• ÉNONCÉ 1
Répondez brièvement aux questions suivantes sur le texte consacré à l'opinion américaine.
(a) Quelles régions ne veulent pas de la guerre ?
(b) Quelle presse se fait l'écho de l'inquiétude des pacifistes ?
(c) Quelle pièce de théâtre le texte cite-t-il ?

• TEXTE EXTRAIT
* * * * * * * * *

Page:Revue des Deux Mondes - 1918 - tome 45.djvu/917

Le texte de cette page a été corrigé et est conforme au fac-similé.

Cependant un autre courant d’opinion commence maintenant à se manifester. L’Ouest et le Moyen-Ouest ne veulent pas de la guerre et le font bien paraître. Partout les pacifistes s’inquiètent. Si on ne le crie pas encore, on murmure déjà que le Président est trop obstiné et le gouvernement trop intransigeant. La presse Hearst se fait l’écho de cette inquiétude ; elle l’encourage, elle l’accroît, elle adjure les citoyens américains d’apercevoir les conséquences des paroles et des actes, de se méfier du jingoïsme et des glapissements des jingoes, surtout de se garder d’une trop grande hâte.

L’opinion moyenne, c’est-à-dire la majorité de l’opinion américaine, qui a été travaillée, depuis des mois, par la propagande du cinématographe, avec des films à colossal spectacle tels que The Fall of a Nation, ou bien, au théâtre, avec des pièces comme Under Fire, et autres œuvres qui montrent, détaillent, exagèrent, si possible, la barbarie honteuse, les tortures atroces de la guerre, sans jamais en présenter la contrepartie idéale, c’est-à-dire la nation luttant pour son existence et pour la conservation des principes qui font l’honneur de l’humanité, l’opinion américaine est maintenant hésitante. La réalité de la guerre qui, jusque-là, est restée, pour elle, lointaine et comme étrangère, se fait tout à coup présente, pressante, disons le mot, menaçante. Certes, il serait beau que l’Allemagne s’excusât, démentit le coulage, qu’elle s’inclinât enfin devant la volonté très nettement, trop nettement exprimée par le Président. Mais, « pour Dieu, restons en dehors des horreurs de la guerre ! »

* * * * * * * * *

• DONNÉES EXTRAITES
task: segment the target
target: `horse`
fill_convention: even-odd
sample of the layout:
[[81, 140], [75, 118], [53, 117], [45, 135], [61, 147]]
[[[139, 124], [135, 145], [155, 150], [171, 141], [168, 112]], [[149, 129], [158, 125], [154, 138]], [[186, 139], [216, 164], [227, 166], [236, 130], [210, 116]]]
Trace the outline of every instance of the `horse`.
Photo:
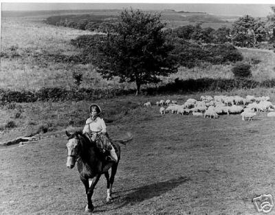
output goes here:
[[[89, 139], [86, 135], [80, 131], [69, 133], [66, 131], [65, 133], [68, 137], [68, 142], [66, 144], [68, 150], [67, 167], [72, 169], [77, 161], [77, 168], [80, 180], [85, 187], [88, 201], [85, 212], [91, 213], [94, 210], [91, 196], [94, 194], [94, 188], [102, 174], [104, 174], [107, 182], [106, 201], [109, 203], [112, 200], [111, 189], [120, 159], [120, 146], [118, 143], [125, 144], [126, 142], [133, 139], [133, 136], [130, 133], [127, 133], [128, 137], [124, 139], [111, 141], [118, 156], [118, 162], [114, 163], [106, 161], [104, 157], [96, 147], [94, 139]], [[109, 174], [110, 168], [111, 168], [111, 177]], [[89, 179], [92, 179], [91, 185], [89, 183]]]

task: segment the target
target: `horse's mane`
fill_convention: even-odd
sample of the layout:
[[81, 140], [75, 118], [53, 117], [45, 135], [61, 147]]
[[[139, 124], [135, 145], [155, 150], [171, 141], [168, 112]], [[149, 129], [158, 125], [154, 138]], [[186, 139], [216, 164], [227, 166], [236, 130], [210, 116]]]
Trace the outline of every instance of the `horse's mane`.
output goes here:
[[[83, 144], [86, 146], [95, 146], [95, 143], [94, 142], [91, 142], [85, 134], [82, 133], [82, 132], [81, 131], [77, 131], [76, 132], [74, 132], [72, 135], [72, 137], [71, 138], [82, 138], [84, 140], [84, 143], [82, 143], [82, 145], [83, 145]], [[71, 139], [70, 138], [70, 139]]]

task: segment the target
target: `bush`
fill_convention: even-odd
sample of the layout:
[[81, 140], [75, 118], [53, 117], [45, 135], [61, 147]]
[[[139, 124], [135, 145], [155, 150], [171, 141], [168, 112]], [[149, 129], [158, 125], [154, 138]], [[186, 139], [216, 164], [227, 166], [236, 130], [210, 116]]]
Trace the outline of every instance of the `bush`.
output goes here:
[[5, 126], [6, 128], [13, 128], [16, 127], [14, 121], [9, 121]]
[[232, 67], [232, 71], [235, 78], [249, 78], [252, 76], [251, 65], [245, 63], [239, 63]]
[[78, 87], [81, 84], [81, 82], [83, 80], [83, 74], [80, 72], [73, 71], [73, 78], [74, 79], [74, 83]]

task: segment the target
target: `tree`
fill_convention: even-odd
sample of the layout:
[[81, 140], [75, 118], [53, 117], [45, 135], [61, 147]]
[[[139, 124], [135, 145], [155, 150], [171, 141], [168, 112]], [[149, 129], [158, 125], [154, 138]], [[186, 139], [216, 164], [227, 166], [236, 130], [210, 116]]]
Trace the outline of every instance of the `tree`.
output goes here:
[[158, 82], [160, 76], [177, 71], [165, 41], [160, 14], [125, 9], [112, 32], [95, 46], [92, 64], [103, 78], [119, 76], [121, 82], [135, 82], [136, 95], [142, 84]]
[[217, 43], [225, 43], [226, 42], [230, 42], [230, 29], [226, 26], [219, 27], [214, 33], [214, 41]]
[[177, 33], [179, 38], [185, 40], [190, 40], [191, 38], [191, 34], [194, 32], [194, 30], [195, 27], [193, 25], [187, 25], [176, 28], [175, 32]]
[[202, 30], [202, 41], [206, 43], [214, 41], [215, 30], [211, 27], [206, 27]]
[[254, 47], [256, 43], [255, 19], [249, 15], [240, 17], [232, 24], [232, 41], [241, 47]]
[[273, 13], [267, 16], [265, 27], [267, 29], [267, 34], [270, 39], [272, 41], [275, 41], [275, 6], [272, 6], [271, 10]]
[[201, 23], [197, 23], [195, 26], [194, 31], [191, 34], [191, 39], [199, 42], [201, 42], [203, 41], [204, 32]]

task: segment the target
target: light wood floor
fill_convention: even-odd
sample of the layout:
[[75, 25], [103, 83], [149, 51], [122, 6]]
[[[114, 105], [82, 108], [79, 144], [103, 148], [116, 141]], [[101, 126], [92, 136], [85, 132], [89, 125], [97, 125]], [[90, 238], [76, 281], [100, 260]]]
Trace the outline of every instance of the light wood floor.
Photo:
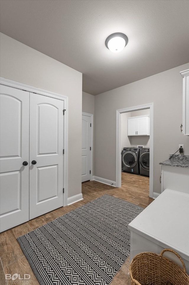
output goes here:
[[[0, 263], [1, 285], [39, 284], [17, 240], [18, 237], [105, 194], [146, 208], [153, 200], [149, 197], [149, 181], [148, 177], [122, 172], [122, 187], [120, 188], [116, 188], [96, 181], [84, 182], [82, 183], [83, 200], [69, 206], [59, 208], [1, 233], [0, 234], [0, 256], [2, 262]], [[114, 277], [111, 285], [130, 285], [128, 275], [129, 266], [128, 258]], [[7, 283], [4, 270], [5, 274], [11, 274], [12, 276], [15, 273], [19, 273], [21, 278], [23, 278], [24, 274], [29, 274], [31, 278], [25, 281], [19, 280], [18, 279], [15, 281], [9, 280]]]

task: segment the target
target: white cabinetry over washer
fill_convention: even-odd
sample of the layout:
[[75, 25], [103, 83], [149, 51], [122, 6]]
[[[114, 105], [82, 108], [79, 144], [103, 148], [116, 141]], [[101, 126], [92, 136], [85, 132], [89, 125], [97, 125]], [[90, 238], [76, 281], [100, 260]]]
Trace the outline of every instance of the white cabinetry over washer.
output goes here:
[[127, 118], [128, 136], [149, 136], [150, 116], [139, 116]]
[[183, 133], [189, 136], [189, 69], [180, 73], [183, 78]]

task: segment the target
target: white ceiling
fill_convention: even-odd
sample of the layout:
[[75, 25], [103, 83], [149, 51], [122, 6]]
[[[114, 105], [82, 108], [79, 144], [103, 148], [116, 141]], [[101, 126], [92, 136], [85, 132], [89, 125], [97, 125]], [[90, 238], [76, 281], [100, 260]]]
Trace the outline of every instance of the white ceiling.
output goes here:
[[[83, 74], [96, 95], [189, 62], [188, 0], [1, 0], [1, 31]], [[128, 43], [118, 53], [105, 41]]]

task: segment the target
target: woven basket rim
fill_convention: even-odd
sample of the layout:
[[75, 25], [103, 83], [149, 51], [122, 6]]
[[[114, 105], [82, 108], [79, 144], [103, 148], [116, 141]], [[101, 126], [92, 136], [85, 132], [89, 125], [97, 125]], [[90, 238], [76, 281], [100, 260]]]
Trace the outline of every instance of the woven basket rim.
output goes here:
[[[172, 259], [166, 257], [164, 256], [163, 255], [163, 253], [166, 251], [171, 251], [176, 255], [181, 262], [183, 265], [183, 269], [181, 268], [180, 266]], [[164, 262], [166, 263], [166, 265], [168, 266], [170, 265], [171, 264], [172, 265], [172, 266], [174, 266], [174, 268], [179, 272], [179, 275], [180, 273], [180, 275], [183, 277], [183, 281], [182, 283], [182, 280], [181, 280], [180, 285], [182, 285], [182, 284], [183, 284], [183, 282], [184, 282], [184, 280], [185, 280], [185, 281], [184, 281], [185, 282], [185, 280], [186, 280], [187, 281], [188, 281], [188, 284], [189, 284], [189, 276], [187, 274], [186, 272], [186, 267], [184, 262], [179, 254], [178, 254], [176, 252], [176, 251], [175, 251], [171, 249], [165, 249], [161, 252], [160, 254], [151, 251], [144, 251], [139, 253], [136, 255], [131, 261], [129, 268], [130, 277], [132, 284], [134, 284], [135, 285], [135, 284], [136, 285], [141, 285], [141, 284], [137, 281], [137, 280], [133, 278], [132, 273], [132, 267], [133, 265], [135, 264], [136, 264], [136, 262], [137, 262], [137, 260], [139, 259], [141, 259], [141, 257], [142, 257], [143, 256], [144, 257], [146, 257], [146, 258], [148, 256], [149, 257], [150, 256], [151, 257], [153, 257], [154, 258], [156, 258], [159, 260], [161, 260], [162, 262]], [[157, 270], [157, 268], [156, 268], [155, 269], [154, 268], [154, 272], [155, 272], [155, 270]]]

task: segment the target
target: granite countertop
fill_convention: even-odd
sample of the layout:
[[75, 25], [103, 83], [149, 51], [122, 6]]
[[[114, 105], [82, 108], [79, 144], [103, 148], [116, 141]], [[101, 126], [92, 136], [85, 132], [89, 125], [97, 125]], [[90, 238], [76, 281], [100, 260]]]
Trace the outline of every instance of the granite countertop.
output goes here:
[[[170, 155], [169, 157], [172, 155]], [[189, 168], [189, 155], [174, 155], [170, 159], [167, 159], [162, 162], [160, 162], [159, 164], [169, 165], [171, 166]]]

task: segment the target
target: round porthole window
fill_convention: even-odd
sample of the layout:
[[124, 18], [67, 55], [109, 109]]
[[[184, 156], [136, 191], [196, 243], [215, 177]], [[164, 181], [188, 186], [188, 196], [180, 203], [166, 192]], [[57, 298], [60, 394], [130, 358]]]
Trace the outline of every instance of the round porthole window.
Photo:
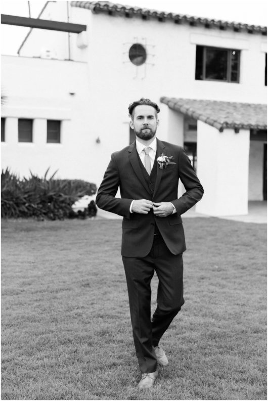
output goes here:
[[129, 49], [128, 57], [135, 65], [142, 65], [146, 61], [146, 50], [144, 46], [139, 43], [135, 43]]

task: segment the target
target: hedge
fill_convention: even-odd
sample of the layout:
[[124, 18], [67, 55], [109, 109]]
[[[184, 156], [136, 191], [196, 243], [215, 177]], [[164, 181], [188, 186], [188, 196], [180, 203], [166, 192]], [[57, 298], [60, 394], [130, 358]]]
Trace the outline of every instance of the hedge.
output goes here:
[[35, 217], [63, 220], [73, 217], [72, 205], [85, 195], [96, 194], [95, 184], [81, 180], [56, 180], [55, 172], [47, 179], [31, 172], [19, 177], [8, 167], [1, 174], [1, 216], [6, 218]]

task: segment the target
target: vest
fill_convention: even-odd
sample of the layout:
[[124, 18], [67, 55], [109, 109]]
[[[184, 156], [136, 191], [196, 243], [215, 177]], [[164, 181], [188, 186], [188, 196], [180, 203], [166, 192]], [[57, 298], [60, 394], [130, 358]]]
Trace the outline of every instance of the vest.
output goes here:
[[[150, 175], [146, 171], [146, 169], [143, 165], [142, 161], [141, 161], [141, 158], [139, 156], [139, 155], [138, 155], [138, 157], [139, 159], [139, 162], [140, 163], [140, 164], [141, 165], [141, 168], [143, 172], [143, 175], [144, 176], [144, 178], [145, 179], [145, 181], [147, 183], [149, 191], [151, 194], [151, 200], [152, 200], [153, 196], [154, 195], [154, 189], [155, 187], [155, 182], [156, 181], [156, 174], [157, 173], [158, 164], [157, 164], [157, 162], [156, 161], [156, 156], [154, 160], [154, 164], [153, 165], [153, 168], [152, 169], [152, 171], [151, 171], [151, 174], [150, 174]], [[152, 209], [151, 209], [151, 210], [150, 210], [150, 213], [152, 213], [152, 214], [154, 216], [154, 220], [155, 221], [155, 235], [158, 235], [159, 234], [159, 232], [156, 223], [155, 222], [155, 219], [154, 218], [154, 214], [153, 214]]]

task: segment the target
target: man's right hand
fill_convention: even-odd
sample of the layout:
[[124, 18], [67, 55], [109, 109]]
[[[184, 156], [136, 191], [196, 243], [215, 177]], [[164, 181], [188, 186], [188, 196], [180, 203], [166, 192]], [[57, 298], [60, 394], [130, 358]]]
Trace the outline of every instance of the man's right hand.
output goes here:
[[135, 200], [132, 204], [132, 211], [142, 214], [148, 214], [150, 209], [153, 207], [152, 201], [147, 199]]

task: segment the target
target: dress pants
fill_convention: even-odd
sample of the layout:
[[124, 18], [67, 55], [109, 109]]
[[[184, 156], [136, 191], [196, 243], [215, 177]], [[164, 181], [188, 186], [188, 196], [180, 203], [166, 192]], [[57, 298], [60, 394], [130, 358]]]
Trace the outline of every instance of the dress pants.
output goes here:
[[[160, 234], [145, 257], [122, 257], [126, 278], [134, 344], [142, 373], [156, 370], [152, 353], [181, 307], [183, 298], [183, 255], [173, 255]], [[151, 280], [159, 280], [157, 306], [151, 319]]]

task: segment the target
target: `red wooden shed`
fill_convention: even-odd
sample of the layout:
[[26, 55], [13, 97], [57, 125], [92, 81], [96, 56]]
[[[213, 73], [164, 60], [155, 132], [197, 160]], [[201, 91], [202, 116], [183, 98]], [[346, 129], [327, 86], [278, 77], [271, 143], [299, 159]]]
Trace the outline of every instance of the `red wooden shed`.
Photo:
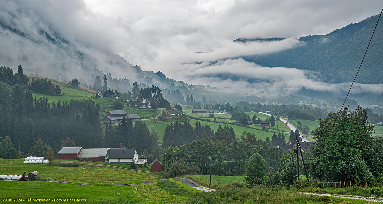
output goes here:
[[57, 153], [59, 158], [61, 159], [76, 159], [80, 157], [81, 147], [63, 147]]
[[161, 164], [161, 163], [157, 159], [155, 159], [152, 162], [150, 165], [149, 165], [151, 166], [151, 169], [152, 171], [161, 171], [162, 170], [162, 165]]

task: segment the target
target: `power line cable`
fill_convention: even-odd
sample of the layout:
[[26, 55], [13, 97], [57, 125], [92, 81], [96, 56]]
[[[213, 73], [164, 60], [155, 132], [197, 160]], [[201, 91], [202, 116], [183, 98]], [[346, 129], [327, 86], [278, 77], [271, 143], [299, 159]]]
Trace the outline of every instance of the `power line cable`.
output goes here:
[[335, 118], [335, 120], [334, 121], [334, 123], [332, 123], [332, 125], [331, 126], [331, 128], [330, 129], [330, 130], [327, 132], [329, 134], [330, 132], [331, 131], [331, 130], [332, 129], [332, 127], [334, 127], [334, 125], [335, 124], [335, 122], [336, 122], [336, 121], [338, 119], [338, 117], [339, 117], [339, 115], [340, 114], [340, 111], [343, 108], [344, 104], [346, 103], [346, 100], [347, 100], [347, 97], [349, 96], [350, 91], [351, 90], [351, 88], [352, 87], [352, 85], [354, 84], [354, 82], [355, 82], [355, 80], [357, 78], [357, 76], [358, 76], [358, 73], [359, 73], [359, 70], [360, 69], [360, 67], [362, 67], [362, 64], [363, 63], [363, 60], [364, 60], [364, 58], [366, 56], [366, 54], [367, 53], [367, 51], [368, 49], [368, 47], [370, 46], [370, 44], [371, 42], [371, 40], [372, 40], [372, 37], [374, 36], [374, 33], [375, 33], [375, 30], [376, 29], [376, 26], [378, 26], [378, 23], [379, 22], [379, 19], [380, 19], [380, 16], [381, 16], [382, 12], [383, 12], [383, 8], [382, 8], [382, 10], [380, 11], [380, 14], [379, 15], [379, 18], [378, 18], [378, 21], [376, 21], [376, 24], [375, 25], [375, 28], [374, 28], [374, 31], [372, 32], [372, 34], [371, 35], [371, 38], [370, 39], [370, 42], [368, 42], [368, 44], [367, 46], [367, 48], [366, 49], [366, 51], [364, 52], [364, 55], [363, 56], [363, 58], [362, 60], [362, 62], [360, 62], [360, 65], [359, 65], [359, 69], [358, 69], [358, 71], [357, 72], [357, 74], [355, 75], [355, 77], [354, 78], [354, 80], [352, 81], [352, 83], [351, 83], [351, 85], [350, 86], [350, 89], [349, 90], [348, 93], [347, 93], [347, 95], [346, 96], [346, 98], [344, 99], [344, 101], [343, 102], [343, 104], [342, 105], [342, 108], [340, 108], [340, 110], [339, 110], [339, 112], [338, 113], [338, 114], [337, 115], [336, 118]]

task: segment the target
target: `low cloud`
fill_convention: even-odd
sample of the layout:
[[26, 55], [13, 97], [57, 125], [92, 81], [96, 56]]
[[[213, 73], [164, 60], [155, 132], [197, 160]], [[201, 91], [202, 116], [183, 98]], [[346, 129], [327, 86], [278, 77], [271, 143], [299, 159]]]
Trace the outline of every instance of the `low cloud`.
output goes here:
[[[350, 83], [329, 83], [315, 78], [311, 71], [286, 67], [265, 67], [242, 58], [221, 60], [216, 63], [189, 64], [184, 71], [175, 72], [195, 84], [212, 85], [218, 88], [231, 86], [237, 90], [265, 90], [274, 94], [293, 93], [305, 87], [309, 90], [341, 93], [348, 91]], [[220, 75], [220, 77], [216, 77]], [[222, 77], [222, 75], [226, 76]], [[252, 83], [252, 81], [256, 82]], [[383, 84], [354, 83], [351, 93], [380, 94]]]

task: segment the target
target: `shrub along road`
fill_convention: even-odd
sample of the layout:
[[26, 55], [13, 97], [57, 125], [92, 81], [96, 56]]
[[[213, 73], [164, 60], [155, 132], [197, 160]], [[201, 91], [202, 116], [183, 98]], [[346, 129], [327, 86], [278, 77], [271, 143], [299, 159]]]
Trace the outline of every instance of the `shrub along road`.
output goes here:
[[[181, 181], [183, 182], [184, 183], [187, 185], [188, 186], [196, 189], [200, 190], [200, 191], [202, 191], [205, 192], [212, 192], [215, 191], [215, 189], [213, 189], [211, 188], [206, 188], [196, 183], [195, 182], [189, 179], [188, 178], [170, 178], [169, 179], [164, 179], [163, 180], [159, 180], [158, 181], [147, 181], [145, 182], [139, 182], [136, 183], [126, 183], [126, 184], [84, 184], [82, 183], [75, 183], [70, 182], [64, 182], [62, 181], [50, 181], [49, 180], [42, 180], [42, 181], [42, 181], [46, 182], [52, 182], [52, 183], [67, 183], [68, 184], [74, 184], [75, 185], [80, 185], [82, 186], [133, 186], [133, 185], [139, 185], [141, 184], [146, 184], [147, 183], [157, 183], [161, 181], [165, 180], [173, 180], [173, 181]], [[16, 180], [0, 180], [0, 181], [17, 181]], [[33, 182], [33, 181], [28, 181], [28, 182]]]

* * * * * * * * *

• ÉNONCÉ 2
Renvoyez tels quels les enregistrements, depuis leur début jusqu'à la ligne contenant "138], [70, 139]]]", celle-ci comprise. Omettez les images dans votre réponse.

• RÉPONSE 1
(a) L'Ouest et le Moyen-Ouest.
(b) La presse Hearst.
(c) Under Fire.

• RÉPONSE 2
task: segment the target
target: `horse`
fill_convention: even-odd
sample of the layout:
[[81, 140], [75, 118], [53, 117], [45, 135], [61, 147]]
[[[139, 124], [135, 145], [155, 150], [171, 141], [168, 112]], [[149, 129], [158, 125], [154, 138]], [[186, 139], [216, 164], [227, 166], [236, 130], [210, 116]]]
Trace the outline of every instance of the `horse`.
Photo:
output goes here:
[[[89, 139], [86, 135], [80, 131], [69, 133], [66, 131], [65, 133], [68, 137], [68, 142], [66, 144], [68, 150], [67, 167], [72, 169], [77, 161], [77, 168], [80, 180], [85, 187], [88, 201], [85, 212], [91, 213], [94, 210], [91, 196], [94, 194], [94, 188], [102, 174], [104, 174], [107, 182], [106, 201], [109, 203], [112, 200], [111, 189], [120, 159], [120, 146], [118, 143], [125, 144], [126, 142], [133, 139], [133, 136], [130, 133], [127, 133], [128, 137], [124, 139], [111, 141], [118, 156], [118, 162], [114, 163], [106, 161], [104, 157], [96, 147], [94, 139]], [[109, 174], [110, 168], [111, 168], [111, 177]], [[89, 179], [92, 179], [91, 185], [89, 183]]]

task: segment the target
target: `horse's mane`
fill_convention: even-odd
sample of the layout:
[[81, 140], [75, 118], [53, 117], [45, 135], [61, 147]]
[[[139, 124], [135, 145], [155, 150], [171, 141], [168, 112]], [[149, 129], [158, 125], [154, 138]], [[186, 139], [216, 164], [227, 166], [236, 130], [210, 116]]]
Trace the outline of every instance of the `horse's mane`.
output goes here:
[[[83, 144], [86, 146], [95, 146], [95, 143], [94, 142], [91, 142], [85, 134], [82, 133], [82, 132], [81, 131], [77, 131], [76, 132], [74, 132], [72, 135], [72, 137], [71, 138], [82, 138], [84, 140], [84, 143], [82, 143], [82, 145], [83, 145]], [[71, 139], [70, 138], [70, 139]]]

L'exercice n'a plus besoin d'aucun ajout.